GIVEN EXERCISE: Copy the rows word for word from the first line through the line containing "POLYGON ((537 542, 515", including that line, and leave the pictures out.

EXTRACTED ENTRIES:
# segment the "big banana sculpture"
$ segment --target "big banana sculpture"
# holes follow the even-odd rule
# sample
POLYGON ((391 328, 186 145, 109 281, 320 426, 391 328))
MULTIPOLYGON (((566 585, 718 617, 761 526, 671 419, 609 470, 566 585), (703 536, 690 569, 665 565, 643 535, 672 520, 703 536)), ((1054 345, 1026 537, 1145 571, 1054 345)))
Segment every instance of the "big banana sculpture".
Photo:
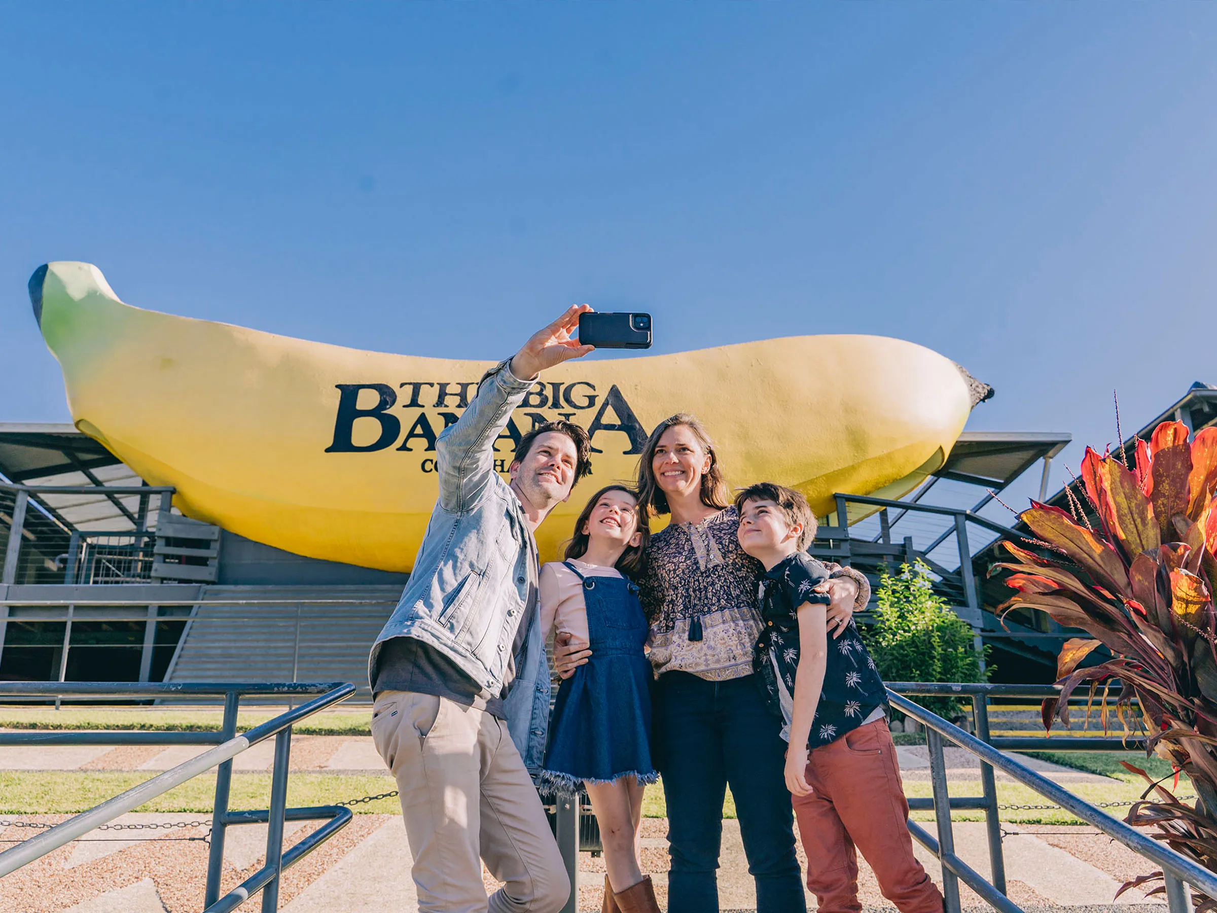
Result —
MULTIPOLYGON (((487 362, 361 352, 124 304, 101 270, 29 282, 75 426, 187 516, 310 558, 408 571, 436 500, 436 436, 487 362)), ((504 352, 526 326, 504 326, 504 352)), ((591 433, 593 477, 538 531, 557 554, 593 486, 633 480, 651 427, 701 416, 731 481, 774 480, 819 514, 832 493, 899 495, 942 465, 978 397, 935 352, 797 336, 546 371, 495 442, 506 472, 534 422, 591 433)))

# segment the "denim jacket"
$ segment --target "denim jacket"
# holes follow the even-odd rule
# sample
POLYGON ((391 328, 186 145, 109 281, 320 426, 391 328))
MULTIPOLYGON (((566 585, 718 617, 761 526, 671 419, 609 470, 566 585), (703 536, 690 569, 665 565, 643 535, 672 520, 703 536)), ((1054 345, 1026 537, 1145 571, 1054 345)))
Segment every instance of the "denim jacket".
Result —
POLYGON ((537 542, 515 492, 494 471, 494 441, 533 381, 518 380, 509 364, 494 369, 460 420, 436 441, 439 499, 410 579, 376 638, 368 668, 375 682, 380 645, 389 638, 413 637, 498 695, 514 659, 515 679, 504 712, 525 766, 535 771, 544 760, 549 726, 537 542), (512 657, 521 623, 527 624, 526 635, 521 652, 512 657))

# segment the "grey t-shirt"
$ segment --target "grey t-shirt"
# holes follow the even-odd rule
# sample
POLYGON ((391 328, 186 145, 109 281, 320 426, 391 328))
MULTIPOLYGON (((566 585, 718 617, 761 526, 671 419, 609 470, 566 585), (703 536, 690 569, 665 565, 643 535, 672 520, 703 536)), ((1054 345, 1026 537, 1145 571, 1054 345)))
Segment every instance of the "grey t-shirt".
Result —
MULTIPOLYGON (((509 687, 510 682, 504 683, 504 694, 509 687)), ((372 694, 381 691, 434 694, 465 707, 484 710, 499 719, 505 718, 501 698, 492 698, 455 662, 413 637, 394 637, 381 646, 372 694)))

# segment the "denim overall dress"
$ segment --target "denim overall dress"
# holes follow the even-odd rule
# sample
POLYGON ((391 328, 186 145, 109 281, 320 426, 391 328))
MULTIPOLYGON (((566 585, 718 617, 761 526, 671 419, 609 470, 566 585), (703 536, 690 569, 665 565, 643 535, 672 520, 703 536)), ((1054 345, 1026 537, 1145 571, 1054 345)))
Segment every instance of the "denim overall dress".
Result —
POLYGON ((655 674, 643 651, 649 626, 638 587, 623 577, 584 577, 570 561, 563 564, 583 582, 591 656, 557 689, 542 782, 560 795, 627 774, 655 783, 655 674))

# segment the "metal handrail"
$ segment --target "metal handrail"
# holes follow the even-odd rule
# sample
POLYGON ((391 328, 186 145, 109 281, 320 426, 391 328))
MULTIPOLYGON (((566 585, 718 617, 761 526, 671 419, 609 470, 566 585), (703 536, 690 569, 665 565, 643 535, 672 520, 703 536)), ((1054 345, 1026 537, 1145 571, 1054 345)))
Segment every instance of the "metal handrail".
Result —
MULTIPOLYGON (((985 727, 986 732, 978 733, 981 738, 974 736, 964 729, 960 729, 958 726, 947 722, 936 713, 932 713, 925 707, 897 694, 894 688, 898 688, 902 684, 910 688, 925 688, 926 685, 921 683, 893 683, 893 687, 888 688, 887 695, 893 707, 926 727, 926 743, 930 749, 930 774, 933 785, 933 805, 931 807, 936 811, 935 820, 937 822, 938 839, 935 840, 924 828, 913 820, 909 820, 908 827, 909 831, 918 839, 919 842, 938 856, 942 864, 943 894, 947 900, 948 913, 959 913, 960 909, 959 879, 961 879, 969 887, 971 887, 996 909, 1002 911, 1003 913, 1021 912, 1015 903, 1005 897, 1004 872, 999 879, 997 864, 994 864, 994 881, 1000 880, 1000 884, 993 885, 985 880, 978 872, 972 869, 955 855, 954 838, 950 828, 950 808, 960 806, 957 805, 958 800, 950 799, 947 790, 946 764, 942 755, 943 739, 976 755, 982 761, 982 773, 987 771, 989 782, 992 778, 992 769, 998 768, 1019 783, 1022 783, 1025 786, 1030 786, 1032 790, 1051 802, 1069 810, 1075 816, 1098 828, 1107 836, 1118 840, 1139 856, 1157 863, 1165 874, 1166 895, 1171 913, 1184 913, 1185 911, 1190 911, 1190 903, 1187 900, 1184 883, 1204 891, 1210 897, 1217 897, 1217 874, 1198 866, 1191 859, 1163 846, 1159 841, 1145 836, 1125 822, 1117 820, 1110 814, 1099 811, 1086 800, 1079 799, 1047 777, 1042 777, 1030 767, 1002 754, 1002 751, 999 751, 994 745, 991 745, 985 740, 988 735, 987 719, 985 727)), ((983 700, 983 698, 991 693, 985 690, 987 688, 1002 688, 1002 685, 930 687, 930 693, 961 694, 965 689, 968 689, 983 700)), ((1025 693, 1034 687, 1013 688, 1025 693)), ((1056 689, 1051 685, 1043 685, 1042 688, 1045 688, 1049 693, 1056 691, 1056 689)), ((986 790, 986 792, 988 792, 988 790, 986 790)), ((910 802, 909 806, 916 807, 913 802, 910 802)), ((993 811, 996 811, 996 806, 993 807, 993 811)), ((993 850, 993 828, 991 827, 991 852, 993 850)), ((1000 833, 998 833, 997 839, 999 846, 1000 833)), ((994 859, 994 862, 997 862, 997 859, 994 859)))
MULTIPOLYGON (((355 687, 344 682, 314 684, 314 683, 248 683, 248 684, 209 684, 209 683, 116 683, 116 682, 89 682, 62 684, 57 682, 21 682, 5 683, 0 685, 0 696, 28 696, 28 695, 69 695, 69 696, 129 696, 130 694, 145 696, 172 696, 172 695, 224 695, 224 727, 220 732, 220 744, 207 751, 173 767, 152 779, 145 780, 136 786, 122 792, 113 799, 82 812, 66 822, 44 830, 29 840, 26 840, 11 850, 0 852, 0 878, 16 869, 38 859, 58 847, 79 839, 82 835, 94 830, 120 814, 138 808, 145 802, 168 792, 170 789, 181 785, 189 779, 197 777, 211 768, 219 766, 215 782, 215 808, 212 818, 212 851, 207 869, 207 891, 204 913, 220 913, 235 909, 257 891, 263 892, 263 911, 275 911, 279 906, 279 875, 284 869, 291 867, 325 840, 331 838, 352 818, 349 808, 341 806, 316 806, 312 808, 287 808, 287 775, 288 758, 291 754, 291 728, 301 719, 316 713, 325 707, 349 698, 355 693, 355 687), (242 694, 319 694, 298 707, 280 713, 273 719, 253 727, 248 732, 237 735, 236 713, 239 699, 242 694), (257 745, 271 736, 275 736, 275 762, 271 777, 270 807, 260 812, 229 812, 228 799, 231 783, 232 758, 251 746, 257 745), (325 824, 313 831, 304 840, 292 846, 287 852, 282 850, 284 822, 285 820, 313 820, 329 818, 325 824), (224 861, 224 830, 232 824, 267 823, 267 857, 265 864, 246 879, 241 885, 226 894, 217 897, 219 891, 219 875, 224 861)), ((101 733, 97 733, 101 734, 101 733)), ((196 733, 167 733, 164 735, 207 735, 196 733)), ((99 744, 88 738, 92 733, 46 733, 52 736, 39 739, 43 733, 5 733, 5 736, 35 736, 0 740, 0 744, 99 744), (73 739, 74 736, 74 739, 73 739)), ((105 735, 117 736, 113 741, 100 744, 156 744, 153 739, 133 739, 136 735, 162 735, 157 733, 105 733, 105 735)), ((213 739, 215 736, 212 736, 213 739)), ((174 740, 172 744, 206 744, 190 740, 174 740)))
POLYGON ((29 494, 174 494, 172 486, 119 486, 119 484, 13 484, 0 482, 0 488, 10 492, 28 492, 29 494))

SOLUTION:
# segment the "big banana sculpture"
$ segment --target "big banana sculpture"
# holes follow the even-odd rule
# sample
POLYGON ((391 328, 186 145, 109 281, 320 426, 391 328))
MULTIPOLYGON (((566 585, 718 617, 761 526, 671 419, 609 470, 566 585), (703 536, 690 569, 665 565, 643 535, 672 520, 703 536)), ((1054 345, 1026 537, 1145 571, 1054 345)))
Segment every instance of the "big banana sculpture".
Photo:
Result —
MULTIPOLYGON (((487 362, 361 352, 124 304, 101 270, 29 282, 75 426, 187 516, 310 558, 408 571, 436 500, 436 436, 487 362)), ((504 352, 526 326, 504 326, 504 352)), ((591 433, 593 477, 538 531, 557 554, 593 486, 633 480, 651 427, 701 416, 731 481, 774 480, 819 514, 832 493, 899 495, 942 465, 978 397, 935 352, 797 336, 546 371, 495 442, 506 472, 534 422, 591 433)))

# segment the "denim jacket"
$ segment --target "denim jacket"
# holes follow the even-odd rule
# sample
POLYGON ((391 328, 186 145, 109 281, 320 426, 391 328))
MULTIPOLYGON (((566 585, 718 617, 761 526, 671 419, 609 470, 566 585), (703 536, 690 569, 665 565, 643 535, 672 520, 703 536)), ((1054 345, 1026 537, 1145 571, 1054 345)))
Segment every instance of the "denim jacket".
Result —
POLYGON ((537 542, 515 492, 494 471, 494 441, 533 381, 518 380, 509 364, 494 369, 460 420, 436 441, 439 499, 410 579, 376 638, 368 668, 375 682, 380 645, 389 638, 413 637, 498 695, 514 659, 515 679, 504 712, 525 766, 535 771, 544 760, 549 726, 537 542), (512 657, 521 623, 527 624, 526 635, 521 652, 512 657))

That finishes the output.